▶ Task brief: Only the lines from the line containing "woman with sunglasses, put" to the end of the entries should be repeated, exactly as they appear.

════════

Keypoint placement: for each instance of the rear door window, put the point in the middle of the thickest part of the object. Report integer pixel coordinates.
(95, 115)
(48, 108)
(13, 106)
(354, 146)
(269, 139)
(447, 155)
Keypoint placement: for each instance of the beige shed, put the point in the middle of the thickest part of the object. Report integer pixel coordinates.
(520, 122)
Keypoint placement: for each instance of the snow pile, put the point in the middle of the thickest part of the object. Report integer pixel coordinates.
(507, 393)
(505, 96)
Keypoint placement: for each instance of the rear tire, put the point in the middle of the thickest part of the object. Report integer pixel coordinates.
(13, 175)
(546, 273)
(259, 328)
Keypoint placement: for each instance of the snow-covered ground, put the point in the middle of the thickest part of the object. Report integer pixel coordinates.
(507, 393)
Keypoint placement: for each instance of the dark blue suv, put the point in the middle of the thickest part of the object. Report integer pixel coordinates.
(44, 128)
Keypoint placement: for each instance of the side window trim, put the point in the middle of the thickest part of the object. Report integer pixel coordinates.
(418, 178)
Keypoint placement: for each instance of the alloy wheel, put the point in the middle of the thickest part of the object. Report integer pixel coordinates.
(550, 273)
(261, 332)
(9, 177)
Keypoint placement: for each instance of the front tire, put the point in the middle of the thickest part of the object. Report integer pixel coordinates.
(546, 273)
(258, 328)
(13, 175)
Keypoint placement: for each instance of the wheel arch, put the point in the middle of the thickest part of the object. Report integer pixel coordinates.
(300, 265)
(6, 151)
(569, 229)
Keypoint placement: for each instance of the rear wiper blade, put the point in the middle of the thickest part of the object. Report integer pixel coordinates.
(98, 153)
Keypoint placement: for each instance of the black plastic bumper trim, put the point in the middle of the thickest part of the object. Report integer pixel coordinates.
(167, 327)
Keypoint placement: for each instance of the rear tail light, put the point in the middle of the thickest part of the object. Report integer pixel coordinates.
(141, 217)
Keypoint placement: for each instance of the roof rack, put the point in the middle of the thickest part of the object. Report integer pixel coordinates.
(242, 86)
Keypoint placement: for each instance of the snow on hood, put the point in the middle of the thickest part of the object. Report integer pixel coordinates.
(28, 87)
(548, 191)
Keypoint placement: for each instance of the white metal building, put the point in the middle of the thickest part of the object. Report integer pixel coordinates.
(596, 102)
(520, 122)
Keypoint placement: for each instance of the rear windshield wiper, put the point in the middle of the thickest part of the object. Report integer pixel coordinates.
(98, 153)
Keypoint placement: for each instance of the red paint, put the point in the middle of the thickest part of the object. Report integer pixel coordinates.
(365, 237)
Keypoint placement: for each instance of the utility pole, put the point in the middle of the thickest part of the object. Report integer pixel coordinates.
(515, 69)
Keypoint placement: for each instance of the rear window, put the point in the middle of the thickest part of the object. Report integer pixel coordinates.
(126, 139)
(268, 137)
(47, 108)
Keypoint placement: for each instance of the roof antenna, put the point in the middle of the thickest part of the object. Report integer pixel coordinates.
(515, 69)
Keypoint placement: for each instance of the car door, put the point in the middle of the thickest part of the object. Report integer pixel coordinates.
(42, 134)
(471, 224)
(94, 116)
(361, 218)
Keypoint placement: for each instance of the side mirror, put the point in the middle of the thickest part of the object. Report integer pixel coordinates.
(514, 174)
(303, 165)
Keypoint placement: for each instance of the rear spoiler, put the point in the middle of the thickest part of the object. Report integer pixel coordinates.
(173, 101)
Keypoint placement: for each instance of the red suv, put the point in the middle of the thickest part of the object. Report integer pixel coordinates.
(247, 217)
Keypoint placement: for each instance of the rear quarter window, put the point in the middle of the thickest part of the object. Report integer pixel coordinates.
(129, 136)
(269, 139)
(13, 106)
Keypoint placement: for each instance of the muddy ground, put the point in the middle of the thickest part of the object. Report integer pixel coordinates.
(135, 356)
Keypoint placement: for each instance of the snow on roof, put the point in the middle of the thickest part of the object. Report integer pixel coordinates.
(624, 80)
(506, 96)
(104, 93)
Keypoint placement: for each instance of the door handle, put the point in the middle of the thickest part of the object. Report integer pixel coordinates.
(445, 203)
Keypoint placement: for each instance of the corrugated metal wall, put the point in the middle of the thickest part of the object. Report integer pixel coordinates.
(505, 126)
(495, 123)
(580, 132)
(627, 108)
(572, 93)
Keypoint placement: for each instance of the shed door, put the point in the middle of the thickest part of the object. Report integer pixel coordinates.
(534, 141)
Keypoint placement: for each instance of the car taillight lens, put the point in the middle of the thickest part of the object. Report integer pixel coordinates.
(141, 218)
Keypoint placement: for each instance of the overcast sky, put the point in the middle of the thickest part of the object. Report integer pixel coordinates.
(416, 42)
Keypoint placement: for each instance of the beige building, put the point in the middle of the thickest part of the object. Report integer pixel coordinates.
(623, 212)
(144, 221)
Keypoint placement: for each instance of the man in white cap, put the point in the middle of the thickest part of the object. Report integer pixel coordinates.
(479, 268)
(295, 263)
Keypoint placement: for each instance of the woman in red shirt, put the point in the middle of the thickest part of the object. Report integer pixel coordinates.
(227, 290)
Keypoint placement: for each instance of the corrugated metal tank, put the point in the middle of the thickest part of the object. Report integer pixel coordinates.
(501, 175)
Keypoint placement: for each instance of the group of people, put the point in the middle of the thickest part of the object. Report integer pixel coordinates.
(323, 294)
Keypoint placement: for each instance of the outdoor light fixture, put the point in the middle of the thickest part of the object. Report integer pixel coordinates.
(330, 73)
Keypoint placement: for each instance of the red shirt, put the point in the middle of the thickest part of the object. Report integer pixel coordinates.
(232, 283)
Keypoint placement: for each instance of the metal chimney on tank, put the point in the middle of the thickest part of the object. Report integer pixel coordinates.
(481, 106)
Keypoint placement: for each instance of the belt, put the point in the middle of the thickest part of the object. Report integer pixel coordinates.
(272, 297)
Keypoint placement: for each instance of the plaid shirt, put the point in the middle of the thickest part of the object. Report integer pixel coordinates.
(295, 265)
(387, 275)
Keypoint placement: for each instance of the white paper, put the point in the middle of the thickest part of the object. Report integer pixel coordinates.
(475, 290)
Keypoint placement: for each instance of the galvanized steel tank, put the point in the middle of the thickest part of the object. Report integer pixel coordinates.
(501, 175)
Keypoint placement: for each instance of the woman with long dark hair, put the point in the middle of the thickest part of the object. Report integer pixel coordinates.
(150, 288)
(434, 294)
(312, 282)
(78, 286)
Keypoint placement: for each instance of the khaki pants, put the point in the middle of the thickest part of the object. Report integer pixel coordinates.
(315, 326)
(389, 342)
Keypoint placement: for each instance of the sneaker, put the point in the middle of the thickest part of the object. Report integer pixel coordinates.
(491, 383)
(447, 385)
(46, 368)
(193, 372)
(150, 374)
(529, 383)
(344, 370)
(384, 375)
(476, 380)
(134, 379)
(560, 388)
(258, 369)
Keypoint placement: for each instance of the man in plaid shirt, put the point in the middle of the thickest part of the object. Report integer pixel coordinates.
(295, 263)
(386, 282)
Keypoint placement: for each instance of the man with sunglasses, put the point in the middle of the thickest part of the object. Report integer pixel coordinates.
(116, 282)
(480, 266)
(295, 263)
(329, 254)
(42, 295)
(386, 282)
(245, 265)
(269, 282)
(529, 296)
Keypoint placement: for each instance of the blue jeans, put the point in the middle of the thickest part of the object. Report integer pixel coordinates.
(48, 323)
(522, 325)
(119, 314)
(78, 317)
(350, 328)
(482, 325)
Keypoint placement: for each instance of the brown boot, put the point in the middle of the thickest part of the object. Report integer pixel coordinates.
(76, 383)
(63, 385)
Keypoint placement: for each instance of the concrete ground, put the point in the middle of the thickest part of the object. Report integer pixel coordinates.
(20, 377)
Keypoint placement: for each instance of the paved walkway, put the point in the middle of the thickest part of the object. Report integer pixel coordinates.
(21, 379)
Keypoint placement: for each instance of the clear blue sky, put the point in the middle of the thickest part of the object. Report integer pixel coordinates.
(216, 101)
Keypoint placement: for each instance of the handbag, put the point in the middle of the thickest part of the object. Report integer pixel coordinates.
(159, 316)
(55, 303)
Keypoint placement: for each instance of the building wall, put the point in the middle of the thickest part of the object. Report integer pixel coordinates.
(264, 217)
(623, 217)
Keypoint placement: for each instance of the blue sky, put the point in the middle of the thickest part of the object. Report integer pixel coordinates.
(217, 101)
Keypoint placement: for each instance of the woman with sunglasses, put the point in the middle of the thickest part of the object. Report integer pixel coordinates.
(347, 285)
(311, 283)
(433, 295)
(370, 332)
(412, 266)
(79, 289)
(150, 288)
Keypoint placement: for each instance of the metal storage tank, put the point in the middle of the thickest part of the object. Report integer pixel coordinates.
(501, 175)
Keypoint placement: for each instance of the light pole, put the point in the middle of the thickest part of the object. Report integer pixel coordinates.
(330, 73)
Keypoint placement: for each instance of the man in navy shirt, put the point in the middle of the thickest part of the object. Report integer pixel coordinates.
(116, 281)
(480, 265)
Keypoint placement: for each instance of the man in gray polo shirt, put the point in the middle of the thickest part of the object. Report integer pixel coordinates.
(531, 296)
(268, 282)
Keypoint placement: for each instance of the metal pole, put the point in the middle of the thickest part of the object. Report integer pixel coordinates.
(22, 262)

════════

▶ Written answer:
Keypoint placement: for each instance of the woman with sunglasses, put the point in the middle of the thickest part of the object. Report integer pixel coordinates.
(347, 285)
(311, 283)
(433, 295)
(370, 332)
(412, 266)
(79, 289)
(150, 288)
Keypoint placement: for each instance of the metal storage tank, put the point in the middle of the thickest part of the object. Report integer pixel coordinates.
(501, 175)
Keypoint placement: for each instance of the light pole, put the point in the middle of the thickest part of the object. Report integer pixel coordinates.
(330, 73)
Keypoint placement: for each instance of the man in navy shirt, put the point in the middle of the thickest part of the object. Report integer pixel coordinates.
(116, 281)
(480, 265)
Keypoint placement: for each instance of the man in gray polo shirt, put the point in the middle of the thickest part of the object. Report integer pixel coordinates.
(531, 296)
(268, 282)
Keypoint placement: for each instance of the metal pole, put the point in the middle of the thickest part of the object. Report integer pixel coordinates.
(22, 262)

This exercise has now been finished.